* Task brief
Copy word for word the part below that opens with the line containing "Where can the gorilla's" and closes with the line containing "Target: gorilla's back", including both of those lines.
-- Start Stored records --
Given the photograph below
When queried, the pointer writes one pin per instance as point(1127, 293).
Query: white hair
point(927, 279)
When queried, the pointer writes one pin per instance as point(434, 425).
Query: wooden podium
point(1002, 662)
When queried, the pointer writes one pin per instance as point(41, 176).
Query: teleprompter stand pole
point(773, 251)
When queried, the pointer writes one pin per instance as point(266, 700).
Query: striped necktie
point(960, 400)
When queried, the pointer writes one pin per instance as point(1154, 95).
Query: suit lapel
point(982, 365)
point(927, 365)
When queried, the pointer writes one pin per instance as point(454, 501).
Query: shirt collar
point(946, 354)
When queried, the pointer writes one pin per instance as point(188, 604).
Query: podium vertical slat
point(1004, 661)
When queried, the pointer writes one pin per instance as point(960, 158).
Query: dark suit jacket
-- End Stored records --
-- Start Stored records --
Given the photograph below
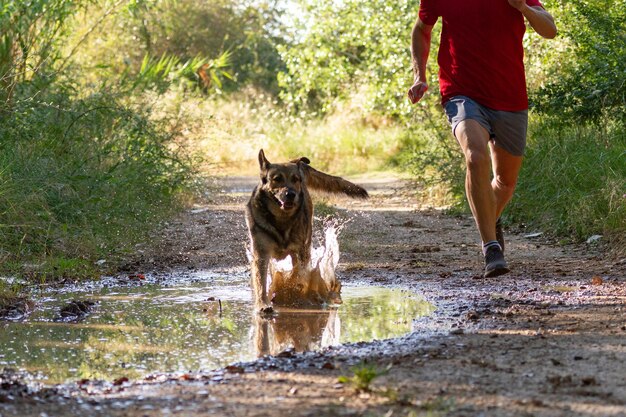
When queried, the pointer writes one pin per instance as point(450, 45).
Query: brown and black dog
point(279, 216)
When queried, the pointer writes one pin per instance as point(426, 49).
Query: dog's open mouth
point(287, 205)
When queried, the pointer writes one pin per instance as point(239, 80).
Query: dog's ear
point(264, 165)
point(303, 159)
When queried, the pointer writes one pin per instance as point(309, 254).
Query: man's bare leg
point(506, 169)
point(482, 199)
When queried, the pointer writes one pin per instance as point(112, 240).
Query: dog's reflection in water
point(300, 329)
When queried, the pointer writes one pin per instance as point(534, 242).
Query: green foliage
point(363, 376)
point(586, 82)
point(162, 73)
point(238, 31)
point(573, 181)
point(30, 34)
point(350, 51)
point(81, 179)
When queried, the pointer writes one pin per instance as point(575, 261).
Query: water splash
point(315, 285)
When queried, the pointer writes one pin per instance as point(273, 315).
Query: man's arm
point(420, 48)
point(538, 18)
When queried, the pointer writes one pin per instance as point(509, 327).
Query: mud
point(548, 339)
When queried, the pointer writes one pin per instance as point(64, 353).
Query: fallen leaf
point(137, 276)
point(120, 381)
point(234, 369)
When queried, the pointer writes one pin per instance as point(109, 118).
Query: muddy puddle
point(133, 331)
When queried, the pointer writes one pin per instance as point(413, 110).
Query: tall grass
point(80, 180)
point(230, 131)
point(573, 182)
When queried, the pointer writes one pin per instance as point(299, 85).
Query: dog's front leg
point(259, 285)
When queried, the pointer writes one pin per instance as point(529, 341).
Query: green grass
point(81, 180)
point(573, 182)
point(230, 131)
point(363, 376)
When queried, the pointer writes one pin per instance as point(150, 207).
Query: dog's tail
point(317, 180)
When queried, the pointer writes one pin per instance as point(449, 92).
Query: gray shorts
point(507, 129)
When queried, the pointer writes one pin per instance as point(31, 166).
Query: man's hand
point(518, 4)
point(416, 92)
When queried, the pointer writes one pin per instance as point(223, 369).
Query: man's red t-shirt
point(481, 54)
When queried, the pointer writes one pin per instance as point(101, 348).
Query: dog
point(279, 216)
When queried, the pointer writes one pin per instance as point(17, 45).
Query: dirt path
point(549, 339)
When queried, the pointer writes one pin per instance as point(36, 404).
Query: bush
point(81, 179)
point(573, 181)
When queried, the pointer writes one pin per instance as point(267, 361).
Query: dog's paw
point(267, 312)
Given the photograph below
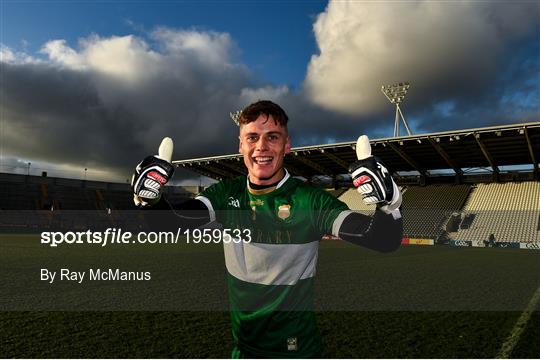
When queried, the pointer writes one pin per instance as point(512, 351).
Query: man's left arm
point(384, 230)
-- End Stored records --
-- Start Stored records --
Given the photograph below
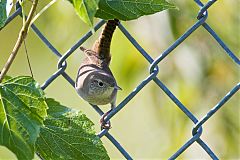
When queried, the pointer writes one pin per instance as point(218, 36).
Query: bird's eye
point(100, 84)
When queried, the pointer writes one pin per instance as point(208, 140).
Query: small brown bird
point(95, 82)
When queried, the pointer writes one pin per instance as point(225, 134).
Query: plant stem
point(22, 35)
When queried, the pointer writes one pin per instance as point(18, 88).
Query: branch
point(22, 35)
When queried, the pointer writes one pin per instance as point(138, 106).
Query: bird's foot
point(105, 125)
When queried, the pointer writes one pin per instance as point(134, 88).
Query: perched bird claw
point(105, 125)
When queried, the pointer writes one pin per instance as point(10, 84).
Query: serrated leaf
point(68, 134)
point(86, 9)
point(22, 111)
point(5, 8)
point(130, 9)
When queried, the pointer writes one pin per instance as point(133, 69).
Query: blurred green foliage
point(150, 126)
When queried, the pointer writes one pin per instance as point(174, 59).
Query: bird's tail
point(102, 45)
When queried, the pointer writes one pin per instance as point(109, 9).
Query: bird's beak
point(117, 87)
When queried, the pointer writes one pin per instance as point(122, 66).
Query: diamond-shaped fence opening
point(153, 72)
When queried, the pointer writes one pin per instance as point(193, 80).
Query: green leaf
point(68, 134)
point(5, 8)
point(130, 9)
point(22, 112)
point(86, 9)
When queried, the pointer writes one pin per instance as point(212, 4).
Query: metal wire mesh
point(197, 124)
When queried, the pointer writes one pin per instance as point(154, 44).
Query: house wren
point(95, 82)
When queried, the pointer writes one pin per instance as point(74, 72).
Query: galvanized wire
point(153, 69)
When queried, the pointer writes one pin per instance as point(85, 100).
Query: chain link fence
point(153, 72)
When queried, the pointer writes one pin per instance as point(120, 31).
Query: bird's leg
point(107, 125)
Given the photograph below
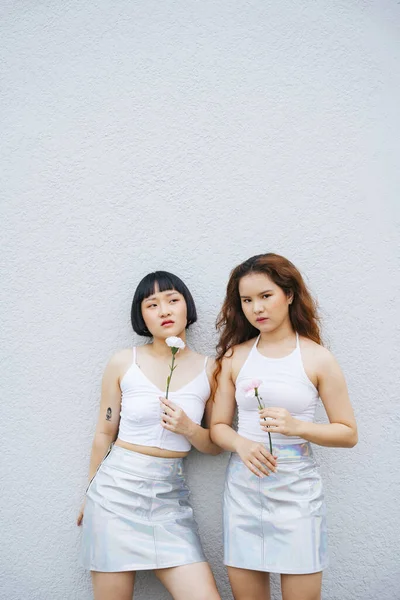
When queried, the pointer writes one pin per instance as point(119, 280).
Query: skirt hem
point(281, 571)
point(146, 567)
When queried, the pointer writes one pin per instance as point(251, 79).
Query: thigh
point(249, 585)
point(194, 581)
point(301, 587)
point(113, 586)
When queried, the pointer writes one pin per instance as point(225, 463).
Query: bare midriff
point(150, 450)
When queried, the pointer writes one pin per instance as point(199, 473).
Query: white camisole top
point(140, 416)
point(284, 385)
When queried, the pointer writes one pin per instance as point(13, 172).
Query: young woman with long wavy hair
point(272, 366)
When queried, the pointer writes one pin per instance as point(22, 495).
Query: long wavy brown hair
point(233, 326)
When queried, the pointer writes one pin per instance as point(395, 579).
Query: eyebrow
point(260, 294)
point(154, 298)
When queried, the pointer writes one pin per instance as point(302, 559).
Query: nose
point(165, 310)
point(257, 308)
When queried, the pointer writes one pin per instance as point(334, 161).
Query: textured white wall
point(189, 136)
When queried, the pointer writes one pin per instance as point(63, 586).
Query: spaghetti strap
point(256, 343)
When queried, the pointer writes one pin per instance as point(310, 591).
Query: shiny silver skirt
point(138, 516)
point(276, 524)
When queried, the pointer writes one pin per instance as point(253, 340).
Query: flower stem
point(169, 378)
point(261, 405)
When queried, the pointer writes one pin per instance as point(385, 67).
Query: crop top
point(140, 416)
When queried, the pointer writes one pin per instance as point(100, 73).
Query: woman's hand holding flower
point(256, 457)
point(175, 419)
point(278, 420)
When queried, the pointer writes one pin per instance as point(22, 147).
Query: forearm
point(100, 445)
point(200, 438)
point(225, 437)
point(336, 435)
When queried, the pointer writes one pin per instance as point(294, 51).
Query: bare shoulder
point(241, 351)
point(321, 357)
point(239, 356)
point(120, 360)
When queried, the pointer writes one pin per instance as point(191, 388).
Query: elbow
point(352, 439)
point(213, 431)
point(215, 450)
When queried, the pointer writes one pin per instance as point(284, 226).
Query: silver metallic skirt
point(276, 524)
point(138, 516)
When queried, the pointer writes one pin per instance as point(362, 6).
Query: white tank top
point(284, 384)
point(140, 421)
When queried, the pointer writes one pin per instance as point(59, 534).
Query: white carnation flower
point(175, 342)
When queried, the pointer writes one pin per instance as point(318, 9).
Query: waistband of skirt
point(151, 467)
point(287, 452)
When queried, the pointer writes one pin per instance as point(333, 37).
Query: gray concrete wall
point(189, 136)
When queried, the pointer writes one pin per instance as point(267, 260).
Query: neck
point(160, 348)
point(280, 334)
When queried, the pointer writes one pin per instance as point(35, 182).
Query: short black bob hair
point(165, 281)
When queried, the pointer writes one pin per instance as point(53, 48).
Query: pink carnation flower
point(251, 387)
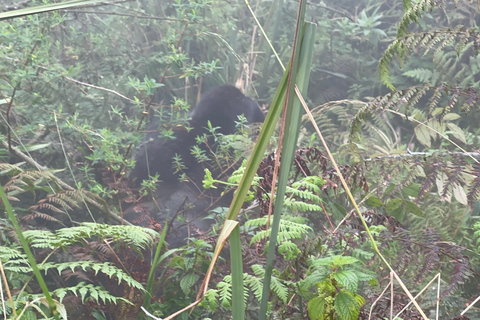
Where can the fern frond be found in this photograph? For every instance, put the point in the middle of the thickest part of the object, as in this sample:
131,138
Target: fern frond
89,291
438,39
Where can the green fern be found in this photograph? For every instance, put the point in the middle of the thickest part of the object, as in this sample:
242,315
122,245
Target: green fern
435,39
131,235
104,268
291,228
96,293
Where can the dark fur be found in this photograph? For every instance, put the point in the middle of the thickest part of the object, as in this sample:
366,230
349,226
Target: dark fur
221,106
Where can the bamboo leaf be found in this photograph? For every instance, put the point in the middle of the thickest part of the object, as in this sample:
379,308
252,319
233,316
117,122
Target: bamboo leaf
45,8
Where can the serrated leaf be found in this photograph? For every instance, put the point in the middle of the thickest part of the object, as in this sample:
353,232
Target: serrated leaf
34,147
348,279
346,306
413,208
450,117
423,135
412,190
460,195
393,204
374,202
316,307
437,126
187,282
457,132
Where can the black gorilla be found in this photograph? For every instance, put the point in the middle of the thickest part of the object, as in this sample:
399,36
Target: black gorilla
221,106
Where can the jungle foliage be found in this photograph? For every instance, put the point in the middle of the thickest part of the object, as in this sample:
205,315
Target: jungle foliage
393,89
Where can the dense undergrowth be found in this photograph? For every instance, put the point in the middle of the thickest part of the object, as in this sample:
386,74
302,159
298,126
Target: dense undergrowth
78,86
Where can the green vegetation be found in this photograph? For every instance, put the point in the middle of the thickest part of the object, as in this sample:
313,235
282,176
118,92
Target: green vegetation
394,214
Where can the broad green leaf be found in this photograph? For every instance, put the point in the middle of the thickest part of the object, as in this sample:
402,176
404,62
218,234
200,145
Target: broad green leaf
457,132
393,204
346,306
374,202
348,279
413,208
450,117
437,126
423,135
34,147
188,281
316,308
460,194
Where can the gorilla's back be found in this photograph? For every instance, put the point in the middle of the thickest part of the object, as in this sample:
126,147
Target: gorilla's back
-- End Stored records --
* Task output
Where can the gorilla's back be found in this photograph? For every instance, put the point in the middle of the thickest part of the object, as in this sample:
126,147
Target: gorilla's back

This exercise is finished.